## Task prompt:
Copying task for the records below: reproduce each one exactly and drop the pictures.

## Point-per-instance localization data:
**********

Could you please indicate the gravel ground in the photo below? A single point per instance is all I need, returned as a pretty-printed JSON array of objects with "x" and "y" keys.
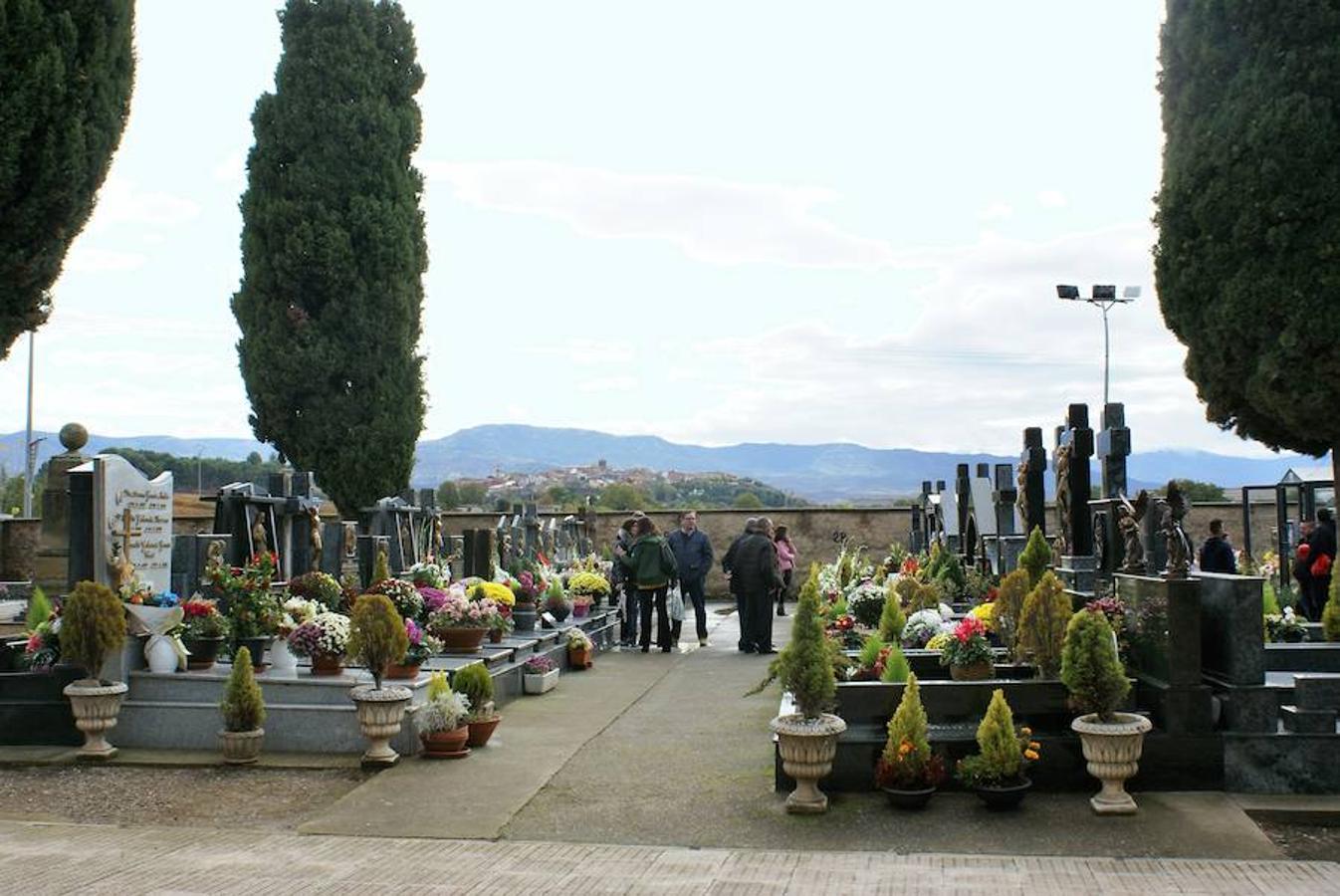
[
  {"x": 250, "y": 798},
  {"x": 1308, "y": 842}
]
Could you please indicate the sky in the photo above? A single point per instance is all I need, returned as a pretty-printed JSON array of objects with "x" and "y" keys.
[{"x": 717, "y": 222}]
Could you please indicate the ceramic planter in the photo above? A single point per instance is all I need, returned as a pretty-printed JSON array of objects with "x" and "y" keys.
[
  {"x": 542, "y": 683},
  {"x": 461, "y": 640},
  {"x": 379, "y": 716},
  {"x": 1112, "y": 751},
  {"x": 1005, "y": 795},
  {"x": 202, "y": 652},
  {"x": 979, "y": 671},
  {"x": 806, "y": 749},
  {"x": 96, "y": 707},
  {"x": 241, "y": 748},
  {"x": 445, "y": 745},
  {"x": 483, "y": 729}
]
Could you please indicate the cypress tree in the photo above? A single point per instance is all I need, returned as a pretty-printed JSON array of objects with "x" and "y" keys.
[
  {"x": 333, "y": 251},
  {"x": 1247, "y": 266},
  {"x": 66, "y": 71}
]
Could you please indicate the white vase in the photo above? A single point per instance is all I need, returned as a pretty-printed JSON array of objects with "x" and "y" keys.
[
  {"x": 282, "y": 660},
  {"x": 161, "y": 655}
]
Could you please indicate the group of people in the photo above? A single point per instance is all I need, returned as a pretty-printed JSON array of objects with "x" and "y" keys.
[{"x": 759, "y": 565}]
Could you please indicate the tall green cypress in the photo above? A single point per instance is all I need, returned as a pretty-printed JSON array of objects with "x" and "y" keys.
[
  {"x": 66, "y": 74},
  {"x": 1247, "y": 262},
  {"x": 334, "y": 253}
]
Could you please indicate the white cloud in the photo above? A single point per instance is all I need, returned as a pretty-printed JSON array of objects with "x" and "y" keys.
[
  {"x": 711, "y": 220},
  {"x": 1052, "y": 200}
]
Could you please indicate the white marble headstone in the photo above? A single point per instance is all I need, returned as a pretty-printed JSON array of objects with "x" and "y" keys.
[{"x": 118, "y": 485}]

**********

## The completed task:
Could you please indicate the gravel ground in the photo below? A single point per instance is all I need, returned as a pretty-printed JSON array of objects with "x" and "y" keys.
[
  {"x": 250, "y": 798},
  {"x": 1308, "y": 842}
]
Could you please indicate the sky in the photo above? A single point per instance is all I need, returned as a pretty-printed JSON array of objects with "x" and "y" keys.
[{"x": 717, "y": 222}]
Could you please indicate the ceramic planter in the photo above? A single point per instance is all I need, returned as a pretty-printed JSON array of objects with "x" and "y" keys.
[
  {"x": 542, "y": 683},
  {"x": 461, "y": 640},
  {"x": 379, "y": 716},
  {"x": 1112, "y": 751},
  {"x": 1005, "y": 795},
  {"x": 202, "y": 652},
  {"x": 979, "y": 671},
  {"x": 806, "y": 749},
  {"x": 96, "y": 707},
  {"x": 241, "y": 748},
  {"x": 445, "y": 745},
  {"x": 483, "y": 729}
]
Could you please indicate the cypress tree in the photo above? A single point per instance is all I need, returned as a pretty-printed JSON array of objects with "x" and "y" keys.
[
  {"x": 333, "y": 251},
  {"x": 1247, "y": 266},
  {"x": 66, "y": 71}
]
Could you please indicate the white vase in the photo above? A single point per instance is all I need, returned as a pretty-printed JSON array of objects with "x" and "y" keys.
[
  {"x": 282, "y": 660},
  {"x": 161, "y": 655}
]
Could you please indicate the group of people in the photo above? A single point per instance is all I need, returned as a pretty-printed JSON array of objects with "x" and "y" keys.
[{"x": 759, "y": 565}]
Could you please indicate the tall green cypress in the photo above? A single point per instance is all I need, returned as a pretty-printed JSON array of objects with "x" and "y" keys.
[
  {"x": 66, "y": 74},
  {"x": 1247, "y": 262},
  {"x": 334, "y": 253}
]
Could you please indicate the white cloud in the photo above? A single point per instance is all I need, returned as a pretty-printed JSON array of objects with "x" and "y" keys.
[
  {"x": 711, "y": 220},
  {"x": 1052, "y": 200}
]
Could you please indicate the white marble headstone in the photo above? A single point per instance is all I need, returned as a pretty-printed JSON array of objects with "x" and "y" keys.
[{"x": 118, "y": 485}]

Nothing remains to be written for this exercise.